Referring expression pointing data
......

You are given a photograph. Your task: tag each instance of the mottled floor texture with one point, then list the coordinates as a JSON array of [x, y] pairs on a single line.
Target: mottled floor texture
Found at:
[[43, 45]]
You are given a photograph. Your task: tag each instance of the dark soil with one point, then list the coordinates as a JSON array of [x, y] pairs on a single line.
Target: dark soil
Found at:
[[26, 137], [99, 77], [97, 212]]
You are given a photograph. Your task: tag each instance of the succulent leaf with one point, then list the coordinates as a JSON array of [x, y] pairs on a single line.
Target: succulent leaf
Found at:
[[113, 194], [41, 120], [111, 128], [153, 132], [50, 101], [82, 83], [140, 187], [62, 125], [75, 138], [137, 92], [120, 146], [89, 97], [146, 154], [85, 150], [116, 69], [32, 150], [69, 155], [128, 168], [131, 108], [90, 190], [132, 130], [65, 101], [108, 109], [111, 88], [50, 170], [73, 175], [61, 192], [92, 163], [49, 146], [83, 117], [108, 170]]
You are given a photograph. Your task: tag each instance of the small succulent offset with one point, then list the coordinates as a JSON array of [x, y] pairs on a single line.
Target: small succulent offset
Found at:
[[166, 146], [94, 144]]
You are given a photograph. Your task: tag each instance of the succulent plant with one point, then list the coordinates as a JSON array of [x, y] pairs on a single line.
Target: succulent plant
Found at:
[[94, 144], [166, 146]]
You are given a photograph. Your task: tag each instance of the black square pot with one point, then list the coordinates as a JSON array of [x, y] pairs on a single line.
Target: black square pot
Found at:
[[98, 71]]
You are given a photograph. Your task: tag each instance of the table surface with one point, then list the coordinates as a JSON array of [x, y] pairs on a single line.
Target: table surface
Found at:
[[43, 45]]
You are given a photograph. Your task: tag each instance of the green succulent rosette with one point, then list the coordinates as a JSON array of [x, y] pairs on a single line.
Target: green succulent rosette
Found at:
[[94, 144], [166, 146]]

......

» Goal of the exercise
Pull out every line of the records above that contains the word "black".

» Response below
You are given a photograph. Your task: tag each instance of the black square pot with one point, then list the coordinates as a JSON array of [x, y] pairs on a single line.
Target: black square pot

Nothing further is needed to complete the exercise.